» Entries provided
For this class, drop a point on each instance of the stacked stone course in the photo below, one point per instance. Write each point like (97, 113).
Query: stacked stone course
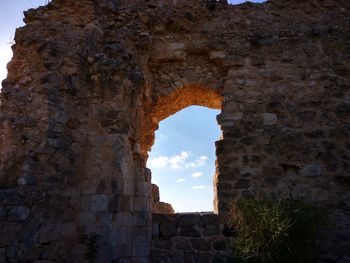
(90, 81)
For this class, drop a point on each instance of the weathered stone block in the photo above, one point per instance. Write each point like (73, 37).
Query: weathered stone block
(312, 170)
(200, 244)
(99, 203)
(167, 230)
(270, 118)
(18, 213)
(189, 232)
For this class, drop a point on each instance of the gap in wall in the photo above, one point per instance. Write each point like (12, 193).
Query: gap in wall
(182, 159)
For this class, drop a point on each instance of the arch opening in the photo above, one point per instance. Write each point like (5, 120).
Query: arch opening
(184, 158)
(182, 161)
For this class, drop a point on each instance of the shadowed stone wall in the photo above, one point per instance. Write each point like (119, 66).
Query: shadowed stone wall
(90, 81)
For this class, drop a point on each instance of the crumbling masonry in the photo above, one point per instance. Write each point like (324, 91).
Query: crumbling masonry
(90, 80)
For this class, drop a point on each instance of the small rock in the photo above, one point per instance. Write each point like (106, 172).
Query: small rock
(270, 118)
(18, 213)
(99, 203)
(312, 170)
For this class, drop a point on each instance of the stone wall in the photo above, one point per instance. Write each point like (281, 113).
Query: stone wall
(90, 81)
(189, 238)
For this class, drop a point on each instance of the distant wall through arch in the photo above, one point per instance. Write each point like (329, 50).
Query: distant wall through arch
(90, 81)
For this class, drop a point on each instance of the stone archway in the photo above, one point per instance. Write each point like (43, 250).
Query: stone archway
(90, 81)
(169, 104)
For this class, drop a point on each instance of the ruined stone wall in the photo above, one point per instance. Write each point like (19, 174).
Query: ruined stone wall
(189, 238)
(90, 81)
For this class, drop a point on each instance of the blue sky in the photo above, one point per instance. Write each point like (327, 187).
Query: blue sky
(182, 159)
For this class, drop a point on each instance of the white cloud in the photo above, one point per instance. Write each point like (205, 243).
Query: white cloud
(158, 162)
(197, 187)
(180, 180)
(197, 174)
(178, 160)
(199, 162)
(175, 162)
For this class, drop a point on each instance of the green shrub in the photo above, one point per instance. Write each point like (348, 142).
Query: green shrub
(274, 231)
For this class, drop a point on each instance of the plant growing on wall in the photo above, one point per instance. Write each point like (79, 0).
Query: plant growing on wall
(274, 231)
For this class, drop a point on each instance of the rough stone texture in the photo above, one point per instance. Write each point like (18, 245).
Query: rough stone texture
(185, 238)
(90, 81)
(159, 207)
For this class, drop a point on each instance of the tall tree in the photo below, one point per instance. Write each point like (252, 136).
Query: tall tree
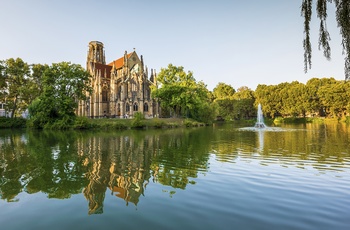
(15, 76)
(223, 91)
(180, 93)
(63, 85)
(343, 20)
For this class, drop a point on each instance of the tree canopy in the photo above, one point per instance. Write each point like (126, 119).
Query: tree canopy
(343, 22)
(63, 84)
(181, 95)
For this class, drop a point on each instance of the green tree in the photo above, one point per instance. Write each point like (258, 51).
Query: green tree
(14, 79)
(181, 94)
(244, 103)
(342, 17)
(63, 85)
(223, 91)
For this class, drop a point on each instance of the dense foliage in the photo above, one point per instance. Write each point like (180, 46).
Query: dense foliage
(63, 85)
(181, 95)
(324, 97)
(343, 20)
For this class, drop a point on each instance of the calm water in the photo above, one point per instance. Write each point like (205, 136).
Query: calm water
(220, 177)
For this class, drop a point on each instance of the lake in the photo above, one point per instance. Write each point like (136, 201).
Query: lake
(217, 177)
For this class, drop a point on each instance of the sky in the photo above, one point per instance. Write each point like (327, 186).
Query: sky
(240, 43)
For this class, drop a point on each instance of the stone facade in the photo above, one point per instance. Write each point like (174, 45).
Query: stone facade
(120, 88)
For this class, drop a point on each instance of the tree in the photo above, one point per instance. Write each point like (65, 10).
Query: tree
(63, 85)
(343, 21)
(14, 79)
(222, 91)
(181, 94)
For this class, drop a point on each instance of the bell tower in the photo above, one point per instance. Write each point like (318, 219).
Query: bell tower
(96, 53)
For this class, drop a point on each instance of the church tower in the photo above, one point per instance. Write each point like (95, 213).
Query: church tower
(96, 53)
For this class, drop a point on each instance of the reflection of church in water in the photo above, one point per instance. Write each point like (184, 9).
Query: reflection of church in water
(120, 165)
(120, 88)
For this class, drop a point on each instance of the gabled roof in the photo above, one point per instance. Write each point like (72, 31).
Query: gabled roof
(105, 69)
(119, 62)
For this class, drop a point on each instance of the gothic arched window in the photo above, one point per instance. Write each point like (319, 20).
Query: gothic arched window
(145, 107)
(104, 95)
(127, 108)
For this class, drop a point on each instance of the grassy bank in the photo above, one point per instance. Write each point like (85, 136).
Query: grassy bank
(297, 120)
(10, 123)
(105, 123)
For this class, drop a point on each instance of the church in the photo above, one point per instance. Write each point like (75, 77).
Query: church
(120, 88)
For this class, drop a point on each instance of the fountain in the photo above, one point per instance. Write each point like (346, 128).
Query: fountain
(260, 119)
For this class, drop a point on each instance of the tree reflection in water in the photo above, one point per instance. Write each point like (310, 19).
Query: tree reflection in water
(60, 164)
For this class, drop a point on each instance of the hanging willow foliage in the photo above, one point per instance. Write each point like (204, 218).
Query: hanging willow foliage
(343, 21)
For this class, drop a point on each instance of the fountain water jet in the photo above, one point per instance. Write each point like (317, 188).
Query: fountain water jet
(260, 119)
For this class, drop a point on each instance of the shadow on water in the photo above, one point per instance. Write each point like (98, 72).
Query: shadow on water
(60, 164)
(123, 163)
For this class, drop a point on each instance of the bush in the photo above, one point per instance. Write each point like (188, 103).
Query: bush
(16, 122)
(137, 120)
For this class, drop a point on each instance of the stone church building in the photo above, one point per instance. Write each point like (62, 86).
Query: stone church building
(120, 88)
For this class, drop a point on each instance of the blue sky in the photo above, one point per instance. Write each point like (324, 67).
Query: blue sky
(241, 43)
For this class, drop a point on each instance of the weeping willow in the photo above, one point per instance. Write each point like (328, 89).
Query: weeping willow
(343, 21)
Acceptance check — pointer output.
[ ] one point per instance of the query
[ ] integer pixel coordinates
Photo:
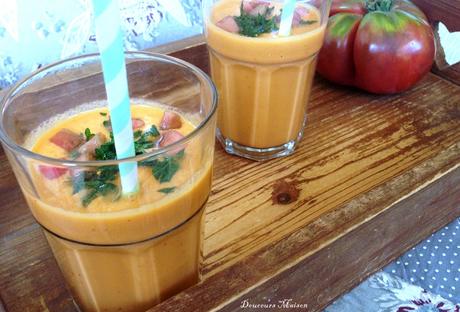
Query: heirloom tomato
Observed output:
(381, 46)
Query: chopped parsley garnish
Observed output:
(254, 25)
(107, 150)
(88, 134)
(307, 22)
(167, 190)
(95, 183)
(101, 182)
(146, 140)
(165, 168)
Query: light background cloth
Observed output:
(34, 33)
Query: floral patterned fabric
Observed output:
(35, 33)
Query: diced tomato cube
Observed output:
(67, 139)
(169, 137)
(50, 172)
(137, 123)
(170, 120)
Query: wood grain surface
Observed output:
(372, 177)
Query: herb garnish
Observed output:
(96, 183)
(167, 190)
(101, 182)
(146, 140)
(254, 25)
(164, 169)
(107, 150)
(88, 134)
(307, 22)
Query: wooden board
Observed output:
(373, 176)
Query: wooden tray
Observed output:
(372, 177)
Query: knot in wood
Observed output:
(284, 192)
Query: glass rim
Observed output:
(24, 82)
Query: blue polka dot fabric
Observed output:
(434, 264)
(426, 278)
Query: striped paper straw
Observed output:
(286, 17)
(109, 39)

...

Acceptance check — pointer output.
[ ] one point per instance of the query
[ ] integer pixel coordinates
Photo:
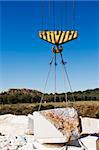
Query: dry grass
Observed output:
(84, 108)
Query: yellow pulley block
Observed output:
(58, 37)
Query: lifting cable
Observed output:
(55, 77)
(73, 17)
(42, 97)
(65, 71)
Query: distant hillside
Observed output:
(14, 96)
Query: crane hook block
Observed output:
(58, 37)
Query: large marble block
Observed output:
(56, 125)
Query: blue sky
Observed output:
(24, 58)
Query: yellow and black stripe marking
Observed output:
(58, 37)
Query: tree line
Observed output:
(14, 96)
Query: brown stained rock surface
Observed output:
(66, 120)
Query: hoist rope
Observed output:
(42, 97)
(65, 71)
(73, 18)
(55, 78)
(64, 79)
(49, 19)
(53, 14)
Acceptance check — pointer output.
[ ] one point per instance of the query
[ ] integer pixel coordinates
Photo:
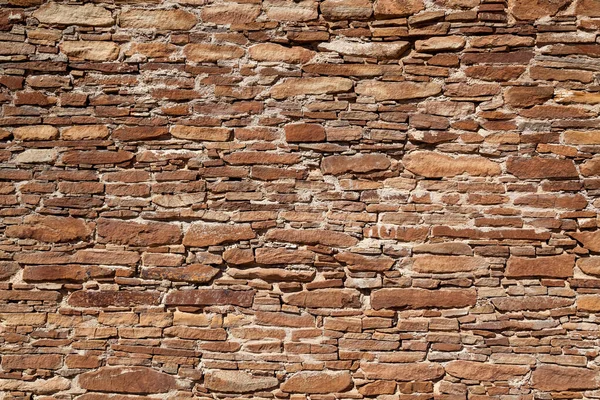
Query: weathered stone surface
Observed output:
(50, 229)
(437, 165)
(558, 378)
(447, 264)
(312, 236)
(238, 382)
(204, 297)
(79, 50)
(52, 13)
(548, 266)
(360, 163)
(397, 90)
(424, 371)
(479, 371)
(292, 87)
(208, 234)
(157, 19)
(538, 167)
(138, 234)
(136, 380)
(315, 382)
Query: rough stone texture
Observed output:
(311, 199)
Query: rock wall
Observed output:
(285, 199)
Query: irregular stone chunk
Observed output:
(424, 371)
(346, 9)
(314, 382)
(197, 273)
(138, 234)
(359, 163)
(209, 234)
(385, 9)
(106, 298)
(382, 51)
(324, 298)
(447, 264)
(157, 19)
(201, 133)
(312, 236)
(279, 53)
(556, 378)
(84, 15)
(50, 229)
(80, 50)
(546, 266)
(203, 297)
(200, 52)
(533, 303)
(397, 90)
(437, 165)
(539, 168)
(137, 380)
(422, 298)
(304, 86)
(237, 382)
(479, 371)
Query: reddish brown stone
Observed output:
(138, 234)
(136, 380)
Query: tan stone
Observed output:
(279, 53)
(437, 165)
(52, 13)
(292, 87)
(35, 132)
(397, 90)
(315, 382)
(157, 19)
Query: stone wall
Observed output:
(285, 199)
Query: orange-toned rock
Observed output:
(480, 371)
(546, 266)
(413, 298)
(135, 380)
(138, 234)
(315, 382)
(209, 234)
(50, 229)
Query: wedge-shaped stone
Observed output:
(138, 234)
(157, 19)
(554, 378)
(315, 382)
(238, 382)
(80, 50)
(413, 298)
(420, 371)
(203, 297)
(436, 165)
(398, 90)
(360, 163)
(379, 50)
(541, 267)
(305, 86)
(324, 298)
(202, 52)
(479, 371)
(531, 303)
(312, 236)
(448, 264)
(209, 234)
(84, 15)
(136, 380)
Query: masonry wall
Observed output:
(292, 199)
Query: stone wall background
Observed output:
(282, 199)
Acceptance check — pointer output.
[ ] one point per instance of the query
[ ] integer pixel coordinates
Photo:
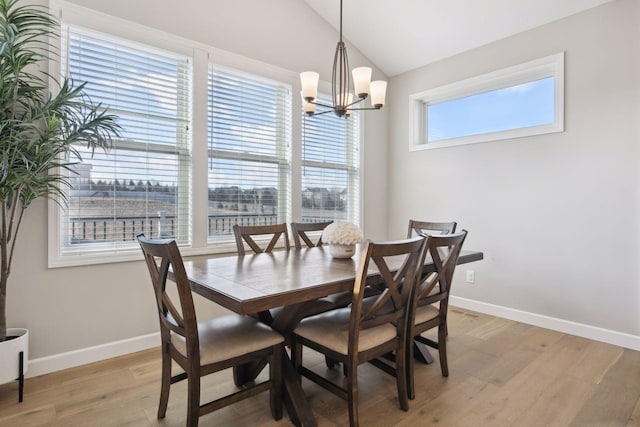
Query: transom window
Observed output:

--

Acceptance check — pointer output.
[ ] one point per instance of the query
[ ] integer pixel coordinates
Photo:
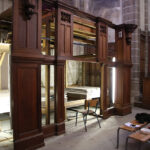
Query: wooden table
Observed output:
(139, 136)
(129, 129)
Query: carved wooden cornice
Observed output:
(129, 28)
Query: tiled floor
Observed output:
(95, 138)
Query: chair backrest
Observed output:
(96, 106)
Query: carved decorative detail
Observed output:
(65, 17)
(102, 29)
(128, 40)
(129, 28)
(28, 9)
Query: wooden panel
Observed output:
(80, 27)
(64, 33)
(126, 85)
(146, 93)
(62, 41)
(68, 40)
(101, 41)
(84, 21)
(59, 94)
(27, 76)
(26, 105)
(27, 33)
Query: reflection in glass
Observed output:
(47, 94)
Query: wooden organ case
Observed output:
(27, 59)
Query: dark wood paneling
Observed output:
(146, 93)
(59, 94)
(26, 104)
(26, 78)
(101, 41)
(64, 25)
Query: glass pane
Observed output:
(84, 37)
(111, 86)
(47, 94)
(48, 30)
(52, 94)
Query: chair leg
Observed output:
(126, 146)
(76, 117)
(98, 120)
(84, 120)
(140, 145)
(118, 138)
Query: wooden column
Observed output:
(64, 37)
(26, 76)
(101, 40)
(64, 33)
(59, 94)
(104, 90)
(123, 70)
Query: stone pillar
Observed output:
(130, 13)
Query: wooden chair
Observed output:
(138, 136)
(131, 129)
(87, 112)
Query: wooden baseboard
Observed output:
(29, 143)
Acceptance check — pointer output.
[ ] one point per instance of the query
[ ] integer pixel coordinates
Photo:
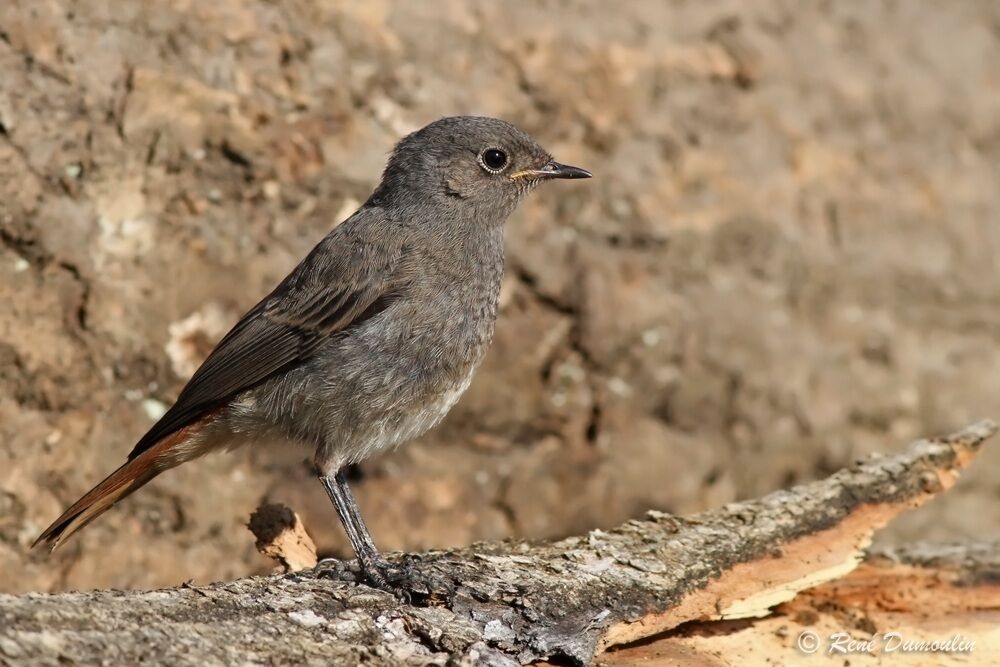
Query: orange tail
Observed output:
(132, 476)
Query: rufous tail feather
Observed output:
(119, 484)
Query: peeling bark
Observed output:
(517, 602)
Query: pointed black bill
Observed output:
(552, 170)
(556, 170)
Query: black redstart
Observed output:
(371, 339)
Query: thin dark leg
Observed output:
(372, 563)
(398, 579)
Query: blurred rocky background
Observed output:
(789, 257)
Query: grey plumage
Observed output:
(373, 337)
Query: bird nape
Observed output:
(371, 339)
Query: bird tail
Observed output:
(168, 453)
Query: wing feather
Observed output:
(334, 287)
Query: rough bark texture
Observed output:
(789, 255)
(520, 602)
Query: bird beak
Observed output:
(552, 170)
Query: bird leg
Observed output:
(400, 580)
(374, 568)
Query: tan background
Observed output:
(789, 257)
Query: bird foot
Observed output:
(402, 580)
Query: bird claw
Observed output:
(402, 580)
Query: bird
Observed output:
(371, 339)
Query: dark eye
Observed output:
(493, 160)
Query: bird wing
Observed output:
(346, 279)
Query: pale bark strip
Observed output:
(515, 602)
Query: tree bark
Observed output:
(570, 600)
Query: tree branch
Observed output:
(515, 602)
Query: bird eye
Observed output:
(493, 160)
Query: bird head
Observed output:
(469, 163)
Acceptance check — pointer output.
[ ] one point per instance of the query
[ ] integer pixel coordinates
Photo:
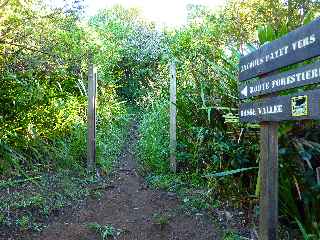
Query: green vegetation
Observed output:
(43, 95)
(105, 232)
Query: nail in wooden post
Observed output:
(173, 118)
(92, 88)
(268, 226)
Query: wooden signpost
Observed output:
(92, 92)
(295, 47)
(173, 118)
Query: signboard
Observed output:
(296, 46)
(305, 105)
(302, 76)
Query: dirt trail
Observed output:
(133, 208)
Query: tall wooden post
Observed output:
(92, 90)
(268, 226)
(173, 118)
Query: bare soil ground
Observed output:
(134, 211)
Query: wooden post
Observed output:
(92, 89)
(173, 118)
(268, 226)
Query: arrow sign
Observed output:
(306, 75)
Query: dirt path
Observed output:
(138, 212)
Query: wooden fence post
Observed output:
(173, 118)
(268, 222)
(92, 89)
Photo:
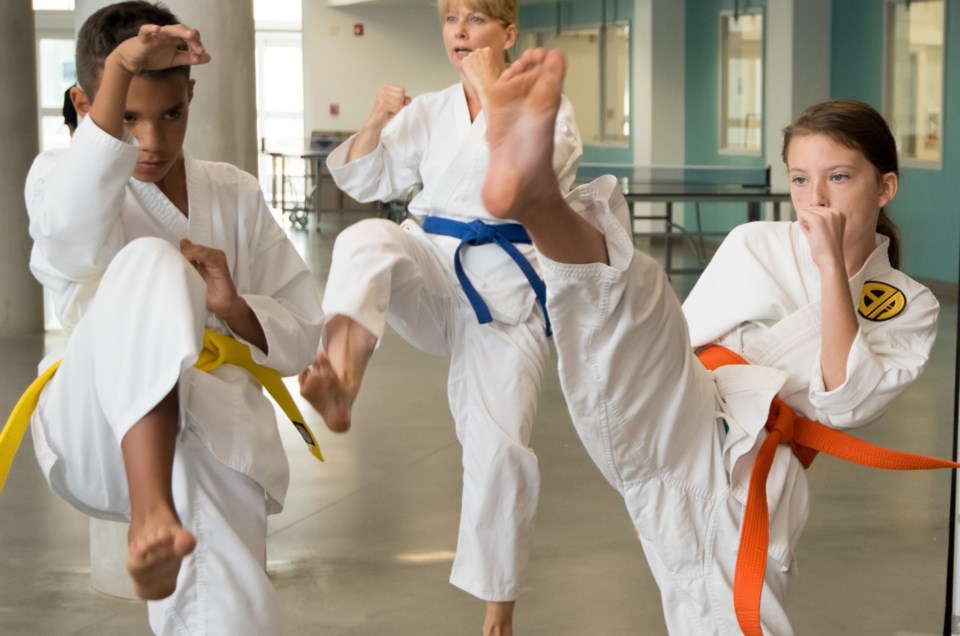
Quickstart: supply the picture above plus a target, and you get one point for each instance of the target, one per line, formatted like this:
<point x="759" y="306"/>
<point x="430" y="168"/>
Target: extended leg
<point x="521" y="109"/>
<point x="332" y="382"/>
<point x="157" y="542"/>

» Problem description
Among the records, find every line holding the word "below" and copy it.

» Expected output
For this class, drop a point on each instance of the stacked stone course in the photo below, one point per instance. Write each point like (97, 113).
For this class, drop a point on each instance of the tall tree in the photo below, one point per instance. Write each point like (252, 136).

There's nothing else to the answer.